* GIVEN TASK
Reproduce the material verbatim, beginning at the line that contains "Exercise. Mark the pink" and stopping after the line that contains "[(133, 656), (595, 639)]".

--- start INPUT DATA ---

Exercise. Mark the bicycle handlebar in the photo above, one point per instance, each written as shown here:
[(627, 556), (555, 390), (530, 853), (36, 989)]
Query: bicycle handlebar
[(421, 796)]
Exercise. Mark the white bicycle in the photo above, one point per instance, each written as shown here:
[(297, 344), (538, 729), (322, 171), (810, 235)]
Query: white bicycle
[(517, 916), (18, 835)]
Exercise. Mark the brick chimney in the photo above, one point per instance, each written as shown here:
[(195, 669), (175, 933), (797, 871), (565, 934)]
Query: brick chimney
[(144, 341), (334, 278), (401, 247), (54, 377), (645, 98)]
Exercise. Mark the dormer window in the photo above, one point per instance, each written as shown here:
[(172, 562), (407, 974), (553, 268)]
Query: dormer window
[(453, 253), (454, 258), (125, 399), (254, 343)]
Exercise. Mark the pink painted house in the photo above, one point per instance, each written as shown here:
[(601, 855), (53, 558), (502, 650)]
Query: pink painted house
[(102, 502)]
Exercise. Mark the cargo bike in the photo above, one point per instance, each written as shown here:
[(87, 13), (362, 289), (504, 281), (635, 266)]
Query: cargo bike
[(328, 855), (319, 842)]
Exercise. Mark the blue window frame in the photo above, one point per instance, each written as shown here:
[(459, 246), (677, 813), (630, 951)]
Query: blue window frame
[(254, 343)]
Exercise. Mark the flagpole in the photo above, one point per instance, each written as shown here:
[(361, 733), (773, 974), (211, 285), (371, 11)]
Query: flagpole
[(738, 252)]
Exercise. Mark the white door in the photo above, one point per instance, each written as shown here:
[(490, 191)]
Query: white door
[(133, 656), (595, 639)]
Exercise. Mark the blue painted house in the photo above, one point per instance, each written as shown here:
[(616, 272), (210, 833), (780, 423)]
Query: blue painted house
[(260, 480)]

--- end INPUT DATA ---

* TASK ANSWER
Exercise. Mark the pink painted house in the photo above, one point per instance, each written as shown here:
[(601, 855), (53, 558), (502, 650)]
Query: pink painted house
[(102, 502)]
Exercise. Mark the cargo bike in the photo above, one point per instance, each written as shown here:
[(87, 13), (362, 289), (504, 281), (635, 266)]
Query: cargo bike
[(328, 855), (319, 842)]
Exercise. Mark the blue window frame in the photo above, one point per instance, each written as shown here:
[(459, 246), (677, 813), (630, 951)]
Query: blue window frame
[(254, 343)]
Exercise. Mark the flagpole in the photo above, one point per instance, each written as shown here:
[(361, 733), (773, 974), (211, 285), (371, 11)]
Query: flagpole
[(738, 252)]
Exercise. Mark the white door in the photo above, one point per instance, each written as shown here:
[(490, 191)]
Query: white door
[(133, 656), (595, 639)]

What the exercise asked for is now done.